Brief: Starting with the line that contains "Identify one keypoint per instance of the log wall" and stopping after the line that contains "Identify one keypoint per instance of the gray", copy the entries below exactly. Include nothing else.

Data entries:
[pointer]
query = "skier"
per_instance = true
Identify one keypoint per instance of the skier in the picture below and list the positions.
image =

...

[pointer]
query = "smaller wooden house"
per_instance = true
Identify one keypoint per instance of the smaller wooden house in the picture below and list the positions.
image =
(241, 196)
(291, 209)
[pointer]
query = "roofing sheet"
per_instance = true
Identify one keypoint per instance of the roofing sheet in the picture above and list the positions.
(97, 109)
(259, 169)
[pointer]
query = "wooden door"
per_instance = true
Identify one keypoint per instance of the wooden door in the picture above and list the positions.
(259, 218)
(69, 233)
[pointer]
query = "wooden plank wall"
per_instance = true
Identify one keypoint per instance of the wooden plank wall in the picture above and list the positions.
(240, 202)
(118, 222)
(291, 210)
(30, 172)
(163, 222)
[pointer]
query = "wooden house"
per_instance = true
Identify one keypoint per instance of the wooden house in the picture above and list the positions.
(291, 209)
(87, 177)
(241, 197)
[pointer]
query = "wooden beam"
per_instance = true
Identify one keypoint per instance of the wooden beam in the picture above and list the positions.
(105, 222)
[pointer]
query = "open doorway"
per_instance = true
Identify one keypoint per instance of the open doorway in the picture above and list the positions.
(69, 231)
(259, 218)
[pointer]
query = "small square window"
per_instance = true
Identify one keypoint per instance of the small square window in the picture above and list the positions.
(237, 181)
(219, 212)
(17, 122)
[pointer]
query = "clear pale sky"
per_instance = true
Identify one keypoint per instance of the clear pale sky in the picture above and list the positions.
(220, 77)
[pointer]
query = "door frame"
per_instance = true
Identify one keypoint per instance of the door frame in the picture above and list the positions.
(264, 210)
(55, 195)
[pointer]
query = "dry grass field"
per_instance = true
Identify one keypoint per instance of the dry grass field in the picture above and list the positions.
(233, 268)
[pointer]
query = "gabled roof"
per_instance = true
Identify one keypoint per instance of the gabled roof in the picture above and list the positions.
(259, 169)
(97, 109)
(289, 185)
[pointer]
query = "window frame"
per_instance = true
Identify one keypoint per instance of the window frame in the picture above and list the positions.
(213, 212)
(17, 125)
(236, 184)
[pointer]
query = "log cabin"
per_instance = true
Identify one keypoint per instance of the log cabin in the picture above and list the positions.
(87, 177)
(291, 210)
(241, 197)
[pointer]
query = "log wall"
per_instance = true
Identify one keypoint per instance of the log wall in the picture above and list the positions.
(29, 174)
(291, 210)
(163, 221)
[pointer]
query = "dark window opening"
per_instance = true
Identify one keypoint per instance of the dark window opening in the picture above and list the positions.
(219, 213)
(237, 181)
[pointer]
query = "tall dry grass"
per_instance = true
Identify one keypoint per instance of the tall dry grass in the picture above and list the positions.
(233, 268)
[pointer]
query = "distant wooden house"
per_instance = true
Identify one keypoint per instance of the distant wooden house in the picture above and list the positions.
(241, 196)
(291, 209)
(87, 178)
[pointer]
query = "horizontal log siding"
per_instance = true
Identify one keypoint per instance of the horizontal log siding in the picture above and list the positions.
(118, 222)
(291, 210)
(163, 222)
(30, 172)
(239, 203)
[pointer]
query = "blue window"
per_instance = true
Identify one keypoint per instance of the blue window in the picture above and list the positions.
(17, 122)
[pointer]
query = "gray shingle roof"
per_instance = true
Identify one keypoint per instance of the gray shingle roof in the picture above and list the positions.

---

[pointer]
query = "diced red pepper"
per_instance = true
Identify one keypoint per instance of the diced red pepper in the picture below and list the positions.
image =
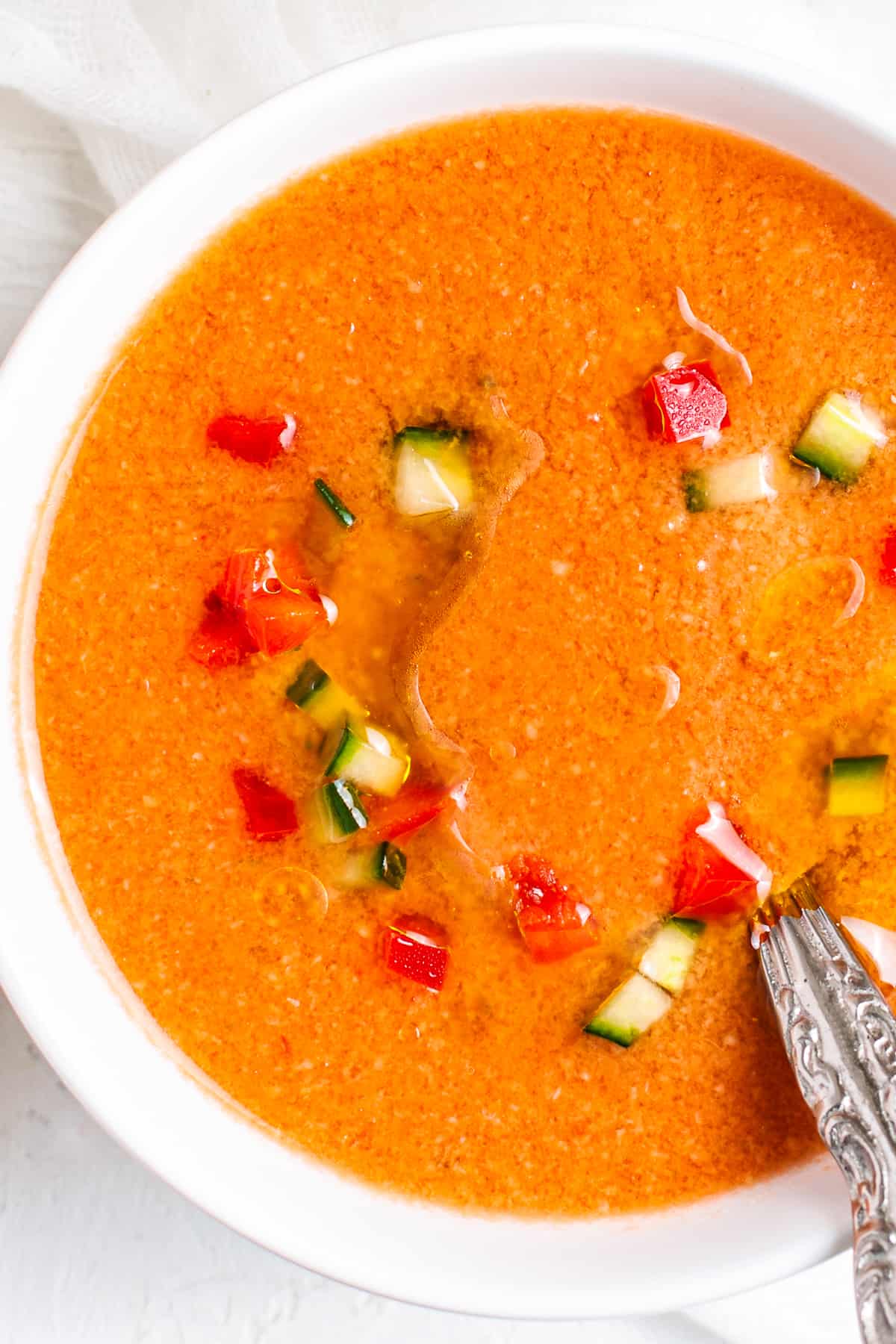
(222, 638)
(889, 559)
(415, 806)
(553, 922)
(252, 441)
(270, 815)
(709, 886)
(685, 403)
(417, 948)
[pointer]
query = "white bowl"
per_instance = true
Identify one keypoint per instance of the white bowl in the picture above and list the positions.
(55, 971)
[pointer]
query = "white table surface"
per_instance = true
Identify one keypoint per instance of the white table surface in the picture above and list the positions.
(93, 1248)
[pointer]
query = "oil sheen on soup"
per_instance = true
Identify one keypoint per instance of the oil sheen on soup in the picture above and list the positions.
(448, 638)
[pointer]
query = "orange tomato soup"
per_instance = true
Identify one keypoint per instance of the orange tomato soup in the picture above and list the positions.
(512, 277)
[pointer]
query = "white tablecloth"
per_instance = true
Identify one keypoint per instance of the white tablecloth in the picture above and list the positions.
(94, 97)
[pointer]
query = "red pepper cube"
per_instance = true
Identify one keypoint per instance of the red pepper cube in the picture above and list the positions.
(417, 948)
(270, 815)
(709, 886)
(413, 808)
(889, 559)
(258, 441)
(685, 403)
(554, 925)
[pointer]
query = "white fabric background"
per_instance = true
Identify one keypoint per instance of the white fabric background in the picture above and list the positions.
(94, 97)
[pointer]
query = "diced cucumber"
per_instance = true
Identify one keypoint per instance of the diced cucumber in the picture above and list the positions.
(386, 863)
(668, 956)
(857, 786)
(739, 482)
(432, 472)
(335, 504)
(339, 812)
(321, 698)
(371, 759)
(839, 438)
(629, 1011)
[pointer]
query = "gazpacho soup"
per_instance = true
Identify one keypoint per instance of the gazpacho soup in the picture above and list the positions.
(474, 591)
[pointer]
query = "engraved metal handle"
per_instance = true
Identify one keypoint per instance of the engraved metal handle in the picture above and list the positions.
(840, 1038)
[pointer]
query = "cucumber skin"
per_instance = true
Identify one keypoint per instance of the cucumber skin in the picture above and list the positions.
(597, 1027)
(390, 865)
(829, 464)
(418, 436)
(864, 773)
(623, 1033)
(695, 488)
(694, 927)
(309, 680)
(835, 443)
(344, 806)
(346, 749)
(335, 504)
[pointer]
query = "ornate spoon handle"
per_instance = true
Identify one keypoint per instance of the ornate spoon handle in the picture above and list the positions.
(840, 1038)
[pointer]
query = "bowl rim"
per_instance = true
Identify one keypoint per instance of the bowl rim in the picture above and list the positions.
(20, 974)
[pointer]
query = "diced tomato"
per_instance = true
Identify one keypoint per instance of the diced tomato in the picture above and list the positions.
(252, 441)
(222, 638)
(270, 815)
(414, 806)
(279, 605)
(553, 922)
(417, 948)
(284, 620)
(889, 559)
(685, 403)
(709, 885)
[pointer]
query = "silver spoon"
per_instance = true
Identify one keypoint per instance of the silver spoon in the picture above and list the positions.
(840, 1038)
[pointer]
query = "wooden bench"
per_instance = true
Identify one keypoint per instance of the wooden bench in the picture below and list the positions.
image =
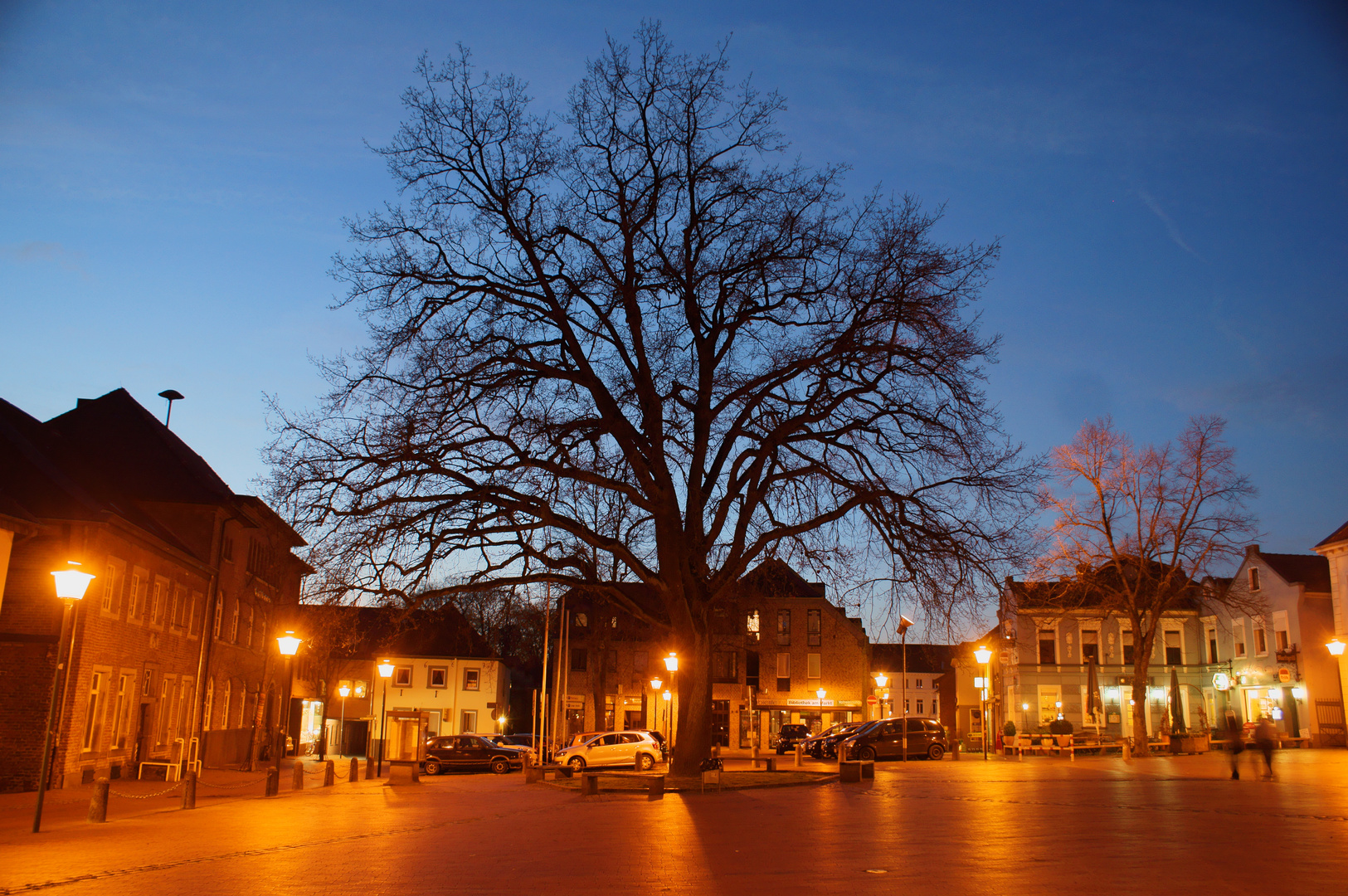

Output of the task:
Identify one keypoint per instance of the log wall in the picture above and list the positions.
(29, 174)
(291, 210)
(163, 221)
[pointer]
query = "dark window opening"
per_instance = true
Identify one keypoint per instance of the dark window opening in the picture above and list the positions.
(219, 213)
(237, 181)
[pointer]
query = "tall dry grass"
per_instance = true
Identify one keypoint per instance of the tall dry grass in the picture above and list the positions.
(233, 268)
[pointer]
query = "distant wooden house"
per_instance = true
Identify one keypoint per instance of the distant wooden house in the picture above and list the positions.
(241, 196)
(291, 209)
(87, 178)
[pointer]
query = "horizontal log siding"
per_instance = true
Identify one keypoint per instance of the horizontal log siding in the picture above and list the positions.
(118, 222)
(291, 210)
(163, 222)
(30, 172)
(239, 203)
[pointer]
query = "blue window"
per_instance = true
Identify one keypoint per instance of the blue window in the picture above and list the positions.
(17, 122)
[pointer]
query = "gray shingle roof"
per_instance = true
Identify one keypoint per instance of the gray shingle roof in the picture above and list the positions.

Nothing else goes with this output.